■ DOCUMENT PASSAGE
------------

Now the stabilizing loop is complete from the collector of Q1, through the pulse circuit, bias voltage of Q2, bias voltage of Q1 and back again to the collector of Q1.

Improved Serviceability and Product Safety Motorola Quasar

The new Motorola TS934 color chassis (Fig. 27) is constructed with plug-in panels mounted in a rollout drawer, in the distinctive Quasar tradition. But in addition, the entire front panel swivels, after a few screws are removed, to permit tuner repairs or contact cleaning without removal of the tuner.

Zenith

Zenith color TV receivers which feature the 4B25C19 chassis do not require a shielded high-voltage compartment because no high-voltage rectifier, regulator or focus rectifier tubes are employed. Instead, a solid-state, high-voltage tripler, housed in a sealed assembly (behind the high voltage transformer in Fig. 28), furnishes both high voltage and focus voltage. Both the transformer and tripler arc readily accessible for testing or replacement.

Clips and brackets prevent accidental removal of the medium- and large-size transistors during transport, as shown in Fig. 29.

General Electric

Symbols of components important to the prevention of fire and X radiation are printed over a gray background on General Electric's schematics, as shown in Fig. 30. DC voltage sources and their destinations are marked with large symbols, also shown in Fig. 30. GE's use of their unique in-line guns color picture tube has been expanded to include larger screen sizes. Fig. 31 shows the relatively few convergence components necessary with this system, which permits simpler purity and convergence adjustments.

RCA

Vertical output transistors and horizontal sweep SCR's are readily accessible on the large heat sinks of the RCA CTC49 chassis (Fig. 32). High voltage and focus voltage in the new RCA chassis arc obtained from a solid-state quadrupler assembly (Fig. 33).

Fig. 27 The entire front panel of the Motorola TS934 swivel to permit access to the tuners.

Fig. 28 No high-voltage compartment is needed in the Zenith 4B25C19 chassis; consequently, the high-voltage transformer and the tripler assembly are easily accessible.

Pincushion Correction

Many pincushion correction circuits have been changed. The trend is toward the use of special transformers and saturable reactors in circuits without tubes, transistors or diodes.

Packard Bell

The Packard Bell 98C32 color chassis employs the circuit shown in Fig. 34 to correct both vertical and horizontal pincushioning. The amplitude of horizontal pulses induced through pincushion modulator transformer T508 are corrected by the adjustment of R525. Resonant action of C513 and L502 shapes the horizontal pulses into near-sine waves, which are inserted in series with the vertical yoke coils.

------------

■ PROVIDED INFORMATION
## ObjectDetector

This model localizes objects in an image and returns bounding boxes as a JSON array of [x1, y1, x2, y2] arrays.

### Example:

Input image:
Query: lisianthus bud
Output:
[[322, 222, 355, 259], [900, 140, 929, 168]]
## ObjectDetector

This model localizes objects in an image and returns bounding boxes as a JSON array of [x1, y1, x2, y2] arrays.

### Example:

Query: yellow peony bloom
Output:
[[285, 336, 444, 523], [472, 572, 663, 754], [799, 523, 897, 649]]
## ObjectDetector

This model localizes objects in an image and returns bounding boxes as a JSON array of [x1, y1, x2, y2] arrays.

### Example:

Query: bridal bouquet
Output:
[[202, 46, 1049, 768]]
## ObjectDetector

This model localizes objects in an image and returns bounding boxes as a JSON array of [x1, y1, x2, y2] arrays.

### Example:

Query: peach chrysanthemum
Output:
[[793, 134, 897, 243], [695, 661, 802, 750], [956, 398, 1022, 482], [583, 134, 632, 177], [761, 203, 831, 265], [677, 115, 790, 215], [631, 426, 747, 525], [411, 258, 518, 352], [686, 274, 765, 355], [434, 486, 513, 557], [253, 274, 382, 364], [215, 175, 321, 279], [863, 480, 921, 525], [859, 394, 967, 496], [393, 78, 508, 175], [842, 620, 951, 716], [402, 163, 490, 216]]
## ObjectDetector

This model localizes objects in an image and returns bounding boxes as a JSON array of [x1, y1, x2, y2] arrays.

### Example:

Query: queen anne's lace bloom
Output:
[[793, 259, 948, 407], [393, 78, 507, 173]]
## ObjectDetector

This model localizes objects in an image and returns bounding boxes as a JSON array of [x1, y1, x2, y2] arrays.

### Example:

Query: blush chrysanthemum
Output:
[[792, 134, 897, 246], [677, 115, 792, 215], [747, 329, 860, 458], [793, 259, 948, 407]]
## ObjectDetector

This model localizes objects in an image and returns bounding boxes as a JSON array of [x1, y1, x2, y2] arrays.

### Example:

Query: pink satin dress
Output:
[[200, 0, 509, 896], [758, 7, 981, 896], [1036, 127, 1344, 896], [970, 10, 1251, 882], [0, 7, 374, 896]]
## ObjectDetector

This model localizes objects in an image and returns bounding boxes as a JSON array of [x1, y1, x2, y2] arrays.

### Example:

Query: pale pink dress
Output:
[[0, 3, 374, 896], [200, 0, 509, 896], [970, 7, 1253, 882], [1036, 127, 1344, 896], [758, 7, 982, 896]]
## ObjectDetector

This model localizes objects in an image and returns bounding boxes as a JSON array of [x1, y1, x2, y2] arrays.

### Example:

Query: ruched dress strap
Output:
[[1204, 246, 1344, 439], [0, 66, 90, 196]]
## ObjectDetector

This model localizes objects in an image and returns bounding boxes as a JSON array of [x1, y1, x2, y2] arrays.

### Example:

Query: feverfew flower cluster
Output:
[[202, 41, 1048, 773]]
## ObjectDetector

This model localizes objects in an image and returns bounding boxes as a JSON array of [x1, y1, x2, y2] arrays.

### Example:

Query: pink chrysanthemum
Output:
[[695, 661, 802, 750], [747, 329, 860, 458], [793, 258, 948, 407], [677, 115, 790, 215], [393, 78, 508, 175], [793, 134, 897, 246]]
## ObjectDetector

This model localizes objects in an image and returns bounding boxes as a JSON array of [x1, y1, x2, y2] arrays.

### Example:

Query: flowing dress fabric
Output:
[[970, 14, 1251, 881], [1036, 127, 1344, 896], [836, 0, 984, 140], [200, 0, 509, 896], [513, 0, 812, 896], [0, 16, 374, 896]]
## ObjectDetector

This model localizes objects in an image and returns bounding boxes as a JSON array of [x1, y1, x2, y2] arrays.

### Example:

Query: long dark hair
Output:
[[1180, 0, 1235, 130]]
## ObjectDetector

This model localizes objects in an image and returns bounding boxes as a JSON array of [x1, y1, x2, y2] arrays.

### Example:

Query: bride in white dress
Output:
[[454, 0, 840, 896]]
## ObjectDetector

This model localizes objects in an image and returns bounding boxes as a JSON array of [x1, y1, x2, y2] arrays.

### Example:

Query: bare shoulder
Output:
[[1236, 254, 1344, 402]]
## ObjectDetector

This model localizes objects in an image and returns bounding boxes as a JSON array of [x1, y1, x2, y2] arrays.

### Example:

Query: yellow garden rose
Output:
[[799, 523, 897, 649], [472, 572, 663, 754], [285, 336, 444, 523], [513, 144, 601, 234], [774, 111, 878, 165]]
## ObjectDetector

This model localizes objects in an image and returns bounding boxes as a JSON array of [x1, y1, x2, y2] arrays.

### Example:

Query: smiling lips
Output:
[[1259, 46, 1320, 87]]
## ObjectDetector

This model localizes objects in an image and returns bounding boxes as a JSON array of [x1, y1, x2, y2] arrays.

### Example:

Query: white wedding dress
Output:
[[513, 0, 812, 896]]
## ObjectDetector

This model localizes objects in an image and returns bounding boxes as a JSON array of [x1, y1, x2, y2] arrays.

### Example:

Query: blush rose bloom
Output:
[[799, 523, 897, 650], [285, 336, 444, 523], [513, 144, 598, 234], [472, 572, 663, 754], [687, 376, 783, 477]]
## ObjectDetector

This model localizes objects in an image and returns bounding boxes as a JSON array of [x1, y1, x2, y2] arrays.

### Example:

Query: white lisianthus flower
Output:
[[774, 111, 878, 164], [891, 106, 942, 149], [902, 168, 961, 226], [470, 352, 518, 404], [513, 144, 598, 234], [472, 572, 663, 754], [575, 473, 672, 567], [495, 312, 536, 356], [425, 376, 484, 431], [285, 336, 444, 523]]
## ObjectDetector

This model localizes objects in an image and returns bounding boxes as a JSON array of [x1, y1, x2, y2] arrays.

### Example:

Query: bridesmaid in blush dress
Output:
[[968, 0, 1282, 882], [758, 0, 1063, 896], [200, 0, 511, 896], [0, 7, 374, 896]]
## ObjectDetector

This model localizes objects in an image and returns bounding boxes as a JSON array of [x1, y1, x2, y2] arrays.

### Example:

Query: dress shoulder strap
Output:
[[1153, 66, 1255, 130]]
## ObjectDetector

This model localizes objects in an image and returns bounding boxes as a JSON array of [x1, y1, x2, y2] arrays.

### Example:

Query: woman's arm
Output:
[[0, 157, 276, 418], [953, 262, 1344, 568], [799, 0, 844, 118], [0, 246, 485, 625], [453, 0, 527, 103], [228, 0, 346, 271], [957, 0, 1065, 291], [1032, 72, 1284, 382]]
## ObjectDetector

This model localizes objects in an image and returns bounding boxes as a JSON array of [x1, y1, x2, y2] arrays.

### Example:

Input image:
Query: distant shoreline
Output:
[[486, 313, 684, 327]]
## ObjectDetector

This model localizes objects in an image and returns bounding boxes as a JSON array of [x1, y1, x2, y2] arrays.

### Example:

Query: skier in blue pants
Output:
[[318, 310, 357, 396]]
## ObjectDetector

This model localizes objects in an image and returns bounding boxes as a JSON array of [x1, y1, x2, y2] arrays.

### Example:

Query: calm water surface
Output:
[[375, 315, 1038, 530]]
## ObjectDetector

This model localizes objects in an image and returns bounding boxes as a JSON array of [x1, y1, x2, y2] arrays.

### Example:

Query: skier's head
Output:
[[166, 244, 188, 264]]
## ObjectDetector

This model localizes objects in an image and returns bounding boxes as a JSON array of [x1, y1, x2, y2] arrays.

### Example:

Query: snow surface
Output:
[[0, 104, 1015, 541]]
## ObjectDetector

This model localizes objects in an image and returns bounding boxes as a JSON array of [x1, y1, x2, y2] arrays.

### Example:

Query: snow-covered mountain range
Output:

------------

■ GOAL
According to the television chassis passage, what supplies both the high voltage and the focus voltage in the Zenith 4B25C19 chassis? The material above has no role in this exercise.

■ TASK RESPONSE
A solid-state, high-voltage tripler housed in a sealed assembly.